[[ DATASET EXTRACT, beginning ]]
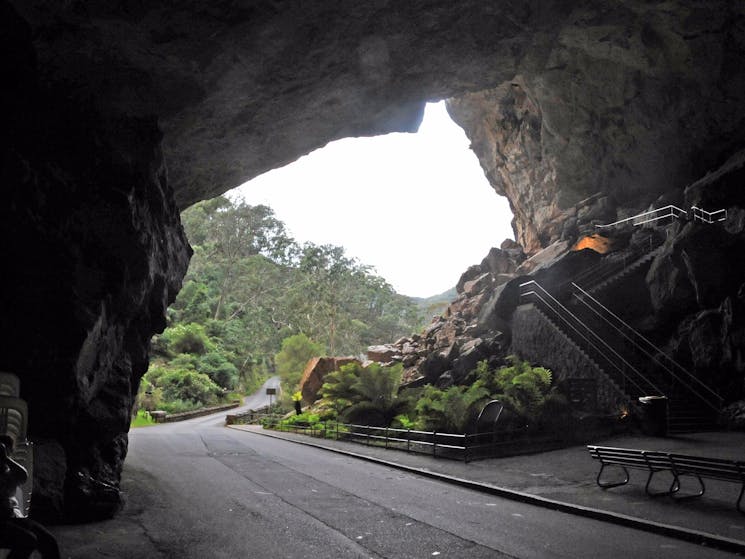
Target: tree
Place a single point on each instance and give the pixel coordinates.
(296, 351)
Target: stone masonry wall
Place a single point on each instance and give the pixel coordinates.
(535, 335)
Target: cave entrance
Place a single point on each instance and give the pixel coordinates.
(416, 207)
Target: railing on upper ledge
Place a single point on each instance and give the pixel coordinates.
(652, 216)
(670, 211)
(708, 217)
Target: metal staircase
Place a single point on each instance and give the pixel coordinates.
(693, 406)
(630, 360)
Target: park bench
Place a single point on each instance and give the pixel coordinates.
(679, 466)
(14, 423)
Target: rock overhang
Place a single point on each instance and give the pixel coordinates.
(560, 101)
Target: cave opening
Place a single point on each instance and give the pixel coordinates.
(417, 207)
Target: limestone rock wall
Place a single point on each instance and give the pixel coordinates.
(93, 252)
(116, 113)
(627, 111)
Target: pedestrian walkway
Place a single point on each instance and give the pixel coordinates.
(568, 476)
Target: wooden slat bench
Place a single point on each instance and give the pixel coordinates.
(679, 465)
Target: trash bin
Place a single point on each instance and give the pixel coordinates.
(654, 415)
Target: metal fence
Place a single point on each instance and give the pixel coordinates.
(439, 445)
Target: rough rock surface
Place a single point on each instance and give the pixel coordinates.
(94, 253)
(116, 114)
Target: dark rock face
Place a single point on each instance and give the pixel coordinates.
(95, 254)
(609, 114)
(579, 114)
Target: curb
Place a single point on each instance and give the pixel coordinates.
(689, 535)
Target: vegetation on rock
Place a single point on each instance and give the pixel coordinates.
(370, 395)
(255, 302)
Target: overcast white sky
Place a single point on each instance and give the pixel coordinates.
(416, 207)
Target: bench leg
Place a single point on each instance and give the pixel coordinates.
(608, 485)
(739, 499)
(692, 495)
(674, 486)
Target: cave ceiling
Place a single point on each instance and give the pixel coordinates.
(119, 114)
(242, 87)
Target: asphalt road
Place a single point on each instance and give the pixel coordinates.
(199, 490)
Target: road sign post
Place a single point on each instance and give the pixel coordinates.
(271, 392)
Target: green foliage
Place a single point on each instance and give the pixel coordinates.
(189, 386)
(402, 421)
(187, 338)
(303, 418)
(142, 419)
(365, 395)
(450, 410)
(296, 351)
(180, 406)
(249, 287)
(216, 366)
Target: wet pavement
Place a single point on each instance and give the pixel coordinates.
(568, 476)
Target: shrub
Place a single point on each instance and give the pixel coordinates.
(180, 406)
(189, 385)
(451, 410)
(187, 338)
(219, 369)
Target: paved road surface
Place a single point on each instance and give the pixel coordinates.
(199, 490)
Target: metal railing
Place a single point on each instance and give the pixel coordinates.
(669, 211)
(708, 217)
(466, 447)
(618, 262)
(618, 365)
(640, 342)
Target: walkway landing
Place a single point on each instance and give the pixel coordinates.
(568, 476)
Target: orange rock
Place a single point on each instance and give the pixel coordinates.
(315, 371)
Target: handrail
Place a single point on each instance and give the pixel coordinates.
(656, 350)
(616, 262)
(672, 209)
(708, 217)
(590, 342)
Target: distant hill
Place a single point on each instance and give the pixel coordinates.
(434, 305)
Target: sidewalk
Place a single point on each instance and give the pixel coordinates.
(568, 476)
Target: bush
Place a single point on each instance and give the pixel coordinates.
(180, 406)
(452, 410)
(189, 385)
(187, 338)
(219, 369)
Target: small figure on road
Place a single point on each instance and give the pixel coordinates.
(18, 534)
(297, 398)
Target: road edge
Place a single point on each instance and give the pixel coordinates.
(686, 534)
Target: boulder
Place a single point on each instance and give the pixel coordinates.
(316, 370)
(383, 353)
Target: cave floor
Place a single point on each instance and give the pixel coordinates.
(566, 475)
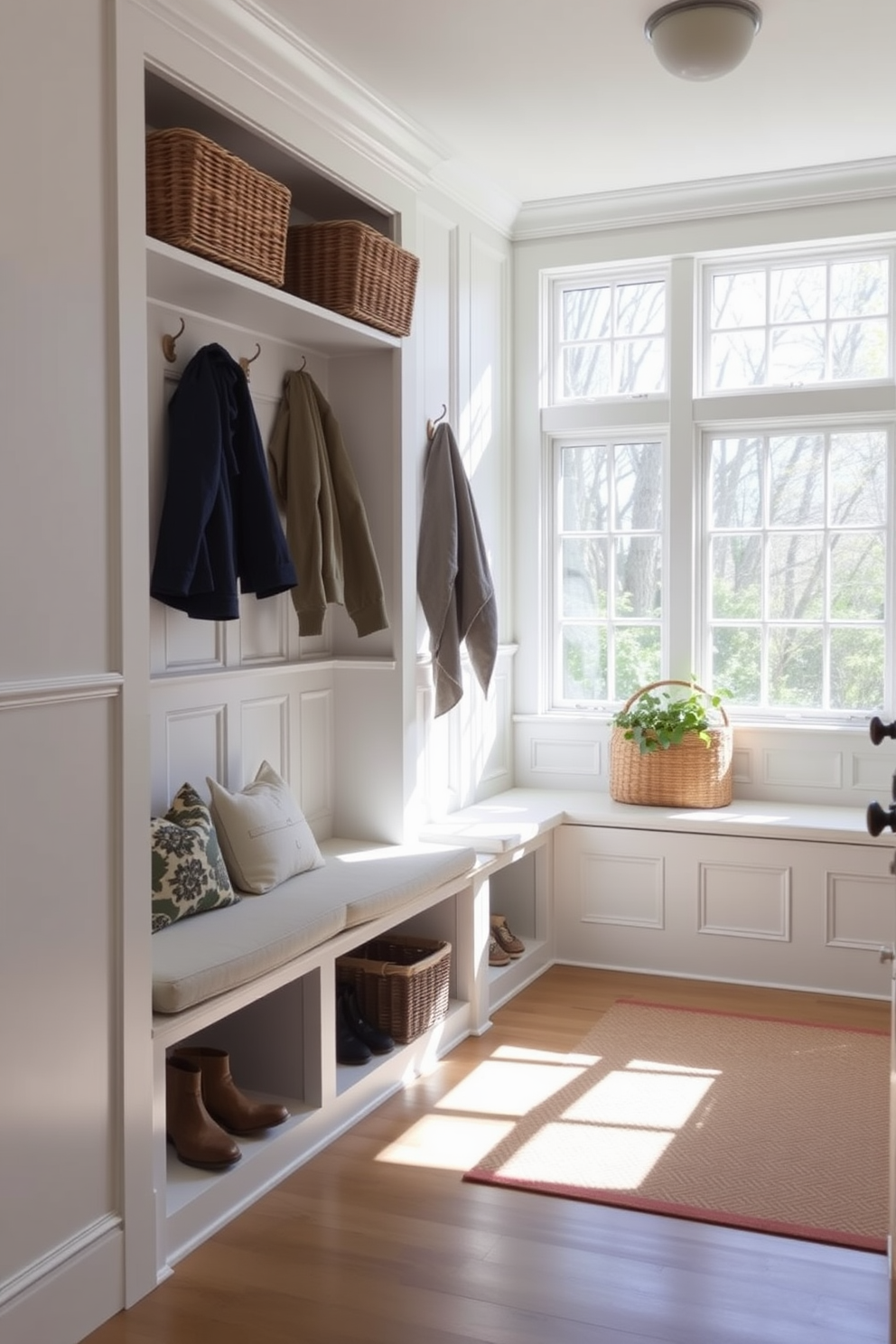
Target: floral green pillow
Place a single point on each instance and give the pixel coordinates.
(188, 873)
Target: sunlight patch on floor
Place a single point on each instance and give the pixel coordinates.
(446, 1143)
(622, 1160)
(641, 1098)
(508, 1087)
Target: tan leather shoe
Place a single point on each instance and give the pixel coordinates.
(498, 956)
(222, 1097)
(198, 1140)
(505, 939)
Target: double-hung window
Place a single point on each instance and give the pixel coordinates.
(775, 581)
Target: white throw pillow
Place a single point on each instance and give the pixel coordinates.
(262, 834)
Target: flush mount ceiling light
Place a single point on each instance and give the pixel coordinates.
(703, 39)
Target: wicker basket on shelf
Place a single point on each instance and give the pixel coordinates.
(201, 198)
(352, 269)
(686, 774)
(400, 983)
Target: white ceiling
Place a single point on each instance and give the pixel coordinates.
(546, 99)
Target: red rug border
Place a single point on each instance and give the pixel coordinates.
(851, 1241)
(746, 1016)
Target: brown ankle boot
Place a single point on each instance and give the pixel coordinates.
(198, 1140)
(223, 1099)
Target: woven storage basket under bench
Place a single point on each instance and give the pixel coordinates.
(201, 198)
(353, 270)
(400, 981)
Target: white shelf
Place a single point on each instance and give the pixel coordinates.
(195, 285)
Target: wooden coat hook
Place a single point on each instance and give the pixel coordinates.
(170, 341)
(430, 425)
(245, 360)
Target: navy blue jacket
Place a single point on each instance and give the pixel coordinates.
(219, 531)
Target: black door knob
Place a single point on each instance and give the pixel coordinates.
(877, 818)
(877, 730)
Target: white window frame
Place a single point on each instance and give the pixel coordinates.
(595, 277)
(771, 259)
(796, 714)
(686, 417)
(605, 434)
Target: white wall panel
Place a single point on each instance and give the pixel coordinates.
(796, 913)
(622, 890)
(195, 748)
(802, 769)
(58, 961)
(555, 756)
(860, 910)
(744, 901)
(314, 776)
(264, 735)
(264, 630)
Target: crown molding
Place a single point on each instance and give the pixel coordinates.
(872, 179)
(247, 38)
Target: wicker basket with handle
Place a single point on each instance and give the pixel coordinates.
(400, 983)
(355, 270)
(686, 774)
(201, 198)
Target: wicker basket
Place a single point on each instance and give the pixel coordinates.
(400, 981)
(201, 198)
(353, 270)
(686, 774)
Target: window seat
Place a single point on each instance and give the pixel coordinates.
(515, 816)
(209, 955)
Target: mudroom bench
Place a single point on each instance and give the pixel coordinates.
(258, 980)
(766, 892)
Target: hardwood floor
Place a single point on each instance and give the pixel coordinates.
(378, 1241)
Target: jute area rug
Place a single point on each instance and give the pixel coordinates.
(778, 1126)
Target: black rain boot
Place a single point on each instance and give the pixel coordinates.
(378, 1041)
(350, 1049)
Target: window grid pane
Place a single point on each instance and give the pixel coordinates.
(609, 570)
(611, 339)
(797, 324)
(797, 569)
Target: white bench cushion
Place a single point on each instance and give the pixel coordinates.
(207, 955)
(379, 879)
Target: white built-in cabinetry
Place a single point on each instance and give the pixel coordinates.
(327, 713)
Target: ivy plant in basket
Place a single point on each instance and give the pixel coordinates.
(672, 748)
(658, 721)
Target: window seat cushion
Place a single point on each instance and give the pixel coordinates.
(198, 958)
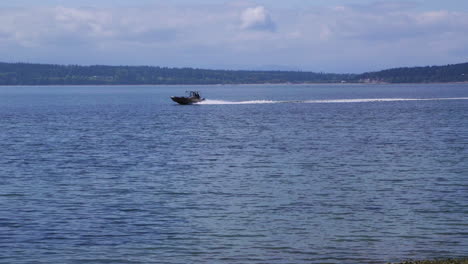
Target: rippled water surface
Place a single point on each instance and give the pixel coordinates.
(255, 174)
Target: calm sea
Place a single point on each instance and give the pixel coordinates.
(255, 174)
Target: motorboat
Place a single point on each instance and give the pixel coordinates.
(192, 98)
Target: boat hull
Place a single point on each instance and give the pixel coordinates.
(186, 100)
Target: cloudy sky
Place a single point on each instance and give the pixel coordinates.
(313, 35)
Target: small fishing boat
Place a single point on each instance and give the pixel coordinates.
(192, 98)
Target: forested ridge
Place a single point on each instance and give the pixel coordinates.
(47, 74)
(51, 74)
(428, 74)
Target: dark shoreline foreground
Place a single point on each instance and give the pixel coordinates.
(440, 261)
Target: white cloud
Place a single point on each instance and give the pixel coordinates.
(340, 38)
(257, 18)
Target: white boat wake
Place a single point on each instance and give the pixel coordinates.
(361, 100)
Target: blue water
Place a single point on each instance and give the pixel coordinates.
(255, 174)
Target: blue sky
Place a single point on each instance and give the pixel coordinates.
(312, 35)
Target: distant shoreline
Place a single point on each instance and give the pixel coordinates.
(51, 74)
(222, 84)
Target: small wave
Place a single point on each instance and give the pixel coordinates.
(359, 100)
(221, 102)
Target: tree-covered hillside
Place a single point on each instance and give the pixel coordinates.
(448, 73)
(46, 74)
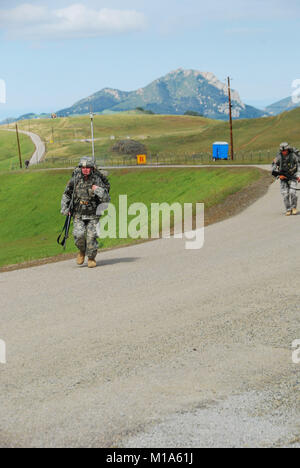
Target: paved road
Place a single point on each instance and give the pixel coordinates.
(159, 346)
(38, 143)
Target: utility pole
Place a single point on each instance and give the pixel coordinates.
(19, 147)
(230, 119)
(92, 128)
[[ DATASET EXTRACT, end ]]
TASK DIRECTIONS => What should be set down is every line from the opening of the records through the line that contains "Target: cave entrance", exactly, with pictures left out.

WRITTEN RESPONSE =>
Target: tree
Place a single point on each instance and give the pixel coordinates.
(296, 351)
Target: stone masonry wall
Place a single point on each instance and give the pixel coordinates.
(535, 335)
Target: cave entrance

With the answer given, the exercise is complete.